:: Text shown ::

Looking at the differences in the techniques, we see that the pH and buffer was different for each: SPR used 50 mM Hepes pH 7.4, 150 mM NaCl, 0.05% Tween P20, 20 mM CaCl2 + 5% DMSO for the fragment; ITC used 50 mM Tris pH 8.0, 10 mM CaCl2 + 5% DMSO for the fragment; and crystallization used 22.5% w/v PEG 3350, 0.18 M (NH4)2SO4, 0.12 M NaSCN, 0.09 M Bis–Tris pH 5.5, 0.01 M Tris pH 8.5, which gave a final pH of 5.8. DMSO was used in all cases as the fragments were solubilized in neat DMSO at the start. It should be noted that the crystals obtained for soaking were in space group P212121, whereas most of the crystal structures determined for the co-crystallization with fragments were found in P312. This is due to the fact that when DMSO is present during the crystallization process, the space group tends to fall into the trigonal space group. There may also be some influence due to a pH change- the co-crystal experiments were done at pH 7.0 instead of pH 5.8. We have typically found that SPR is a reliable method for estimating binding constants of fragments up to KD = 250–500 μM, but beyond this level the error associated with the measurements can become significant. In particular, the insolubility of fragments in SPR compatible buffers and at high fragment concentrations, can cause chip surface interaction artefacts, and this prevents fragment injections at or near the saturating concentrations required for accurate affinity estimations. As discussed previously, by applying a normalization scheme based on the saturation response from a positive control it is possible to estimate affinities without achieving saturation (Fig. 1b, c). Using this approach we attempted to estimate KD up to 1 mM values, but as can be seen in Table 1, the correspondence between the SPR and crystallography methods breaks down beyond 300 μM and we saw no fragments in the crystal structures beyond the 500 μM barrier.

:::
:: Record excerpts ::

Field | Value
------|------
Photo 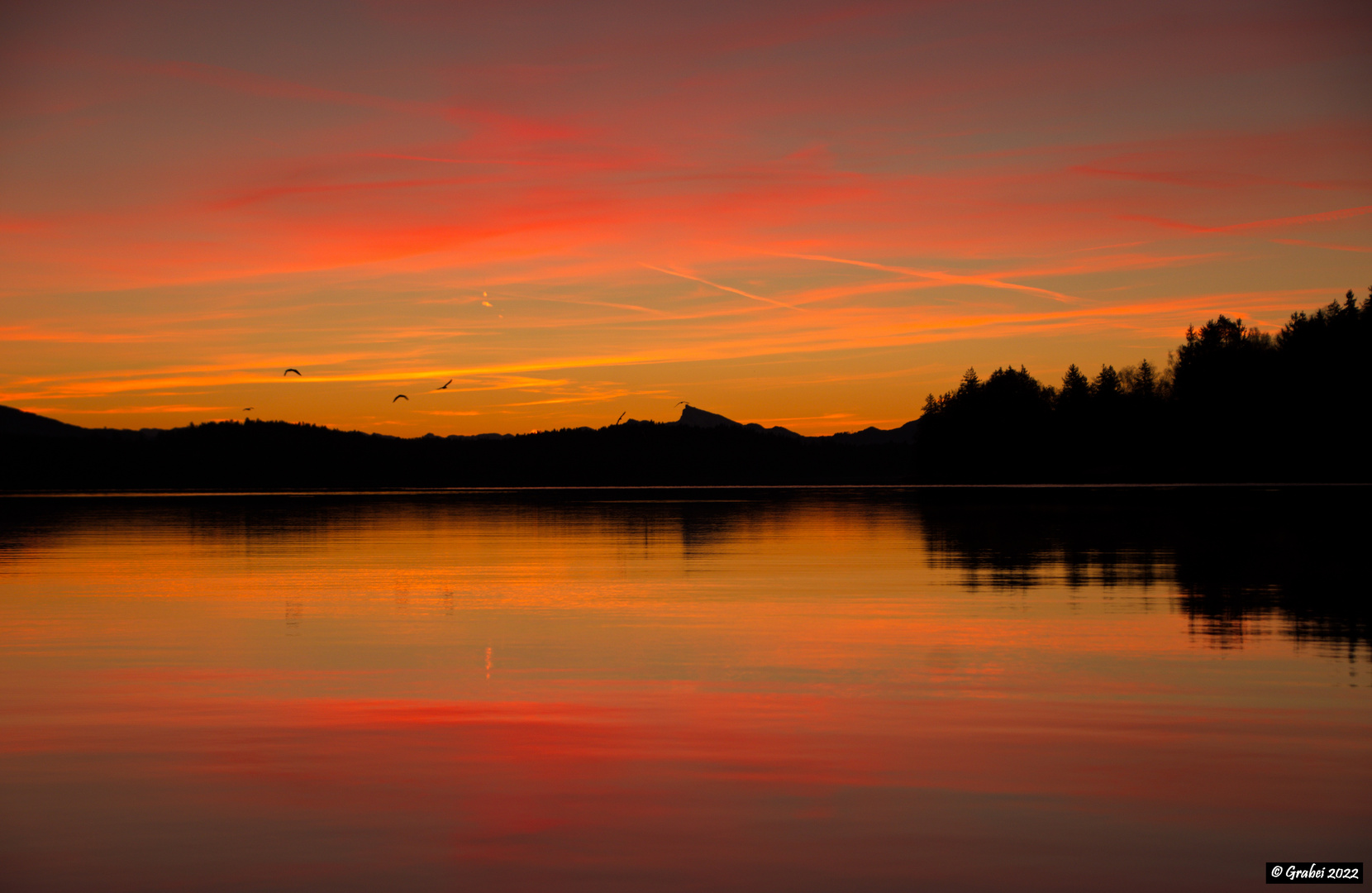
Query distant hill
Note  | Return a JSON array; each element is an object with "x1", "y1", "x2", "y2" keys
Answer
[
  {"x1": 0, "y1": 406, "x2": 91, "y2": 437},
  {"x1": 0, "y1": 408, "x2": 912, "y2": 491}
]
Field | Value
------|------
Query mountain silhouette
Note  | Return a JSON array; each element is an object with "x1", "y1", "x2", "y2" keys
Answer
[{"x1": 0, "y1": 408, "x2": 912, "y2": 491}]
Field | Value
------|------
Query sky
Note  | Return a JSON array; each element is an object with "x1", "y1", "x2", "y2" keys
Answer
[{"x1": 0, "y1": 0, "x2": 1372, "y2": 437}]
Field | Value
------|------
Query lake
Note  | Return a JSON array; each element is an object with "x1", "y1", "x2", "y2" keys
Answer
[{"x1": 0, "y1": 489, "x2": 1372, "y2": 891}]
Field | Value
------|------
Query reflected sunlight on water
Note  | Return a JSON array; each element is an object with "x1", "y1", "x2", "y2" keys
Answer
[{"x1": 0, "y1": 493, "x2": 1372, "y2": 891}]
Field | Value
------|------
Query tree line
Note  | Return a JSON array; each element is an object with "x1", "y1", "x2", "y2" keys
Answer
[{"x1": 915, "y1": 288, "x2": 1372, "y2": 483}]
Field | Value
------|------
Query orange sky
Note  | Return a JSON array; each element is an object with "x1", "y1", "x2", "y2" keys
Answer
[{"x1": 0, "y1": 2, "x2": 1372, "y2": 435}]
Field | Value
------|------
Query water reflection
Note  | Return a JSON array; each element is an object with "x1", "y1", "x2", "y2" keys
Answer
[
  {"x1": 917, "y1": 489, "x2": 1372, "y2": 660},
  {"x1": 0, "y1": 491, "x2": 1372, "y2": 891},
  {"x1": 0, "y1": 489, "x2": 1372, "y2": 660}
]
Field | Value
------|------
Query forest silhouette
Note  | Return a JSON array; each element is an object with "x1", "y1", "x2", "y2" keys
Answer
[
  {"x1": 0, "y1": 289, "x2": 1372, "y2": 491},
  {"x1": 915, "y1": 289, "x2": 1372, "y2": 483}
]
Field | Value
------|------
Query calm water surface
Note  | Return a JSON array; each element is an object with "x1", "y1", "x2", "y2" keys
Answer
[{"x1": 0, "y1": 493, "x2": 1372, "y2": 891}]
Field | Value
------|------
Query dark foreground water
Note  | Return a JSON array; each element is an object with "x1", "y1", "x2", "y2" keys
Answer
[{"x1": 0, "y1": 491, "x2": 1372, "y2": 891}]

:::
:: Record excerpts ::

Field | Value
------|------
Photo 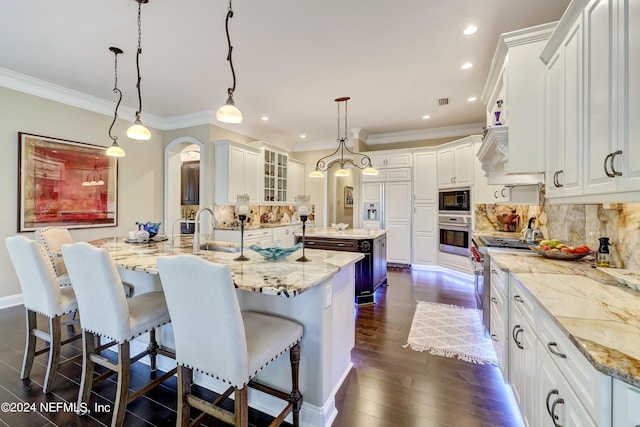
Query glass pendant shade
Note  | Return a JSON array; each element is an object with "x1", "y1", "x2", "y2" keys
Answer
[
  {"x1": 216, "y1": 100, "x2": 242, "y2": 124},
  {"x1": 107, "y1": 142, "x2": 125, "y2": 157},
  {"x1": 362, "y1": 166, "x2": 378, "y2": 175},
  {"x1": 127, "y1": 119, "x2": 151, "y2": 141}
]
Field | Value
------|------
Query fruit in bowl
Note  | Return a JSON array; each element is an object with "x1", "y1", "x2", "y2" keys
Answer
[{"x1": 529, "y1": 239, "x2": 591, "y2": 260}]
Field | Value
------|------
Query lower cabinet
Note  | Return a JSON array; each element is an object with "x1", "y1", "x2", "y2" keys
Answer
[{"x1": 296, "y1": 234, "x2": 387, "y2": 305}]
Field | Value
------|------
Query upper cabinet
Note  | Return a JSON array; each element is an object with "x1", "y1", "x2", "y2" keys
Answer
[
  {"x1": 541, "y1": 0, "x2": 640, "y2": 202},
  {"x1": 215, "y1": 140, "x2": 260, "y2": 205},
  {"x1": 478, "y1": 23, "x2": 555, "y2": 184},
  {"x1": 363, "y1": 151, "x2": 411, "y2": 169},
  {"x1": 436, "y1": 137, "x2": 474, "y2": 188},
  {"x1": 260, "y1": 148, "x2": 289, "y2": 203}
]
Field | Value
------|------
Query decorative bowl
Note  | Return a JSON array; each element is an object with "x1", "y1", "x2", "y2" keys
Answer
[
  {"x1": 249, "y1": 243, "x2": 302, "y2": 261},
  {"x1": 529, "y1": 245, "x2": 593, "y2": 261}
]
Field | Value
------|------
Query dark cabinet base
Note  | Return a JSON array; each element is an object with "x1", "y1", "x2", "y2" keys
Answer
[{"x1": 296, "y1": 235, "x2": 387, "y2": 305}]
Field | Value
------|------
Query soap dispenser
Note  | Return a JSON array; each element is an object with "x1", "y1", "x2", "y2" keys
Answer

:::

Exercise tasks
1/ According to the passage on fragment binding measurements, at what pH were the co-crystal experiments done?
2/ Render this sentence from the passage on fragment binding measurements in Spanish: "DMSO was used in all cases as the fragments were solubilized in neat DMSO at the start."
3/ Proceed with the passage on fragment binding measurements, writing on from its final sentence.

Responses by task
1/ pH 7.0

2/ Se utilizó DMSO en todos los casos, ya que los fragmentos se solubilizaron en DMSO puro al inicio.

3/
Although we were limited by the solubility and weak binding of the fragments in the ITC experiments, the correlation between the SPR and ITC is relatively good (see Table 1). For most of the SPR hits better than 300 μM, we have multiple X-ray data sets to confirm the position of the ligand found in the binding site. All of the ligands found to date sit in the same binding site as the benzamidine and benzylamine controls and all have a primary amine that binds to the Asp189 residue of trypsin (see Fig. 2). Trypsin is a rather rigid molecule and besides a few rotomer changes of side chains, there are no large loop or domain movements upon binding these fragments.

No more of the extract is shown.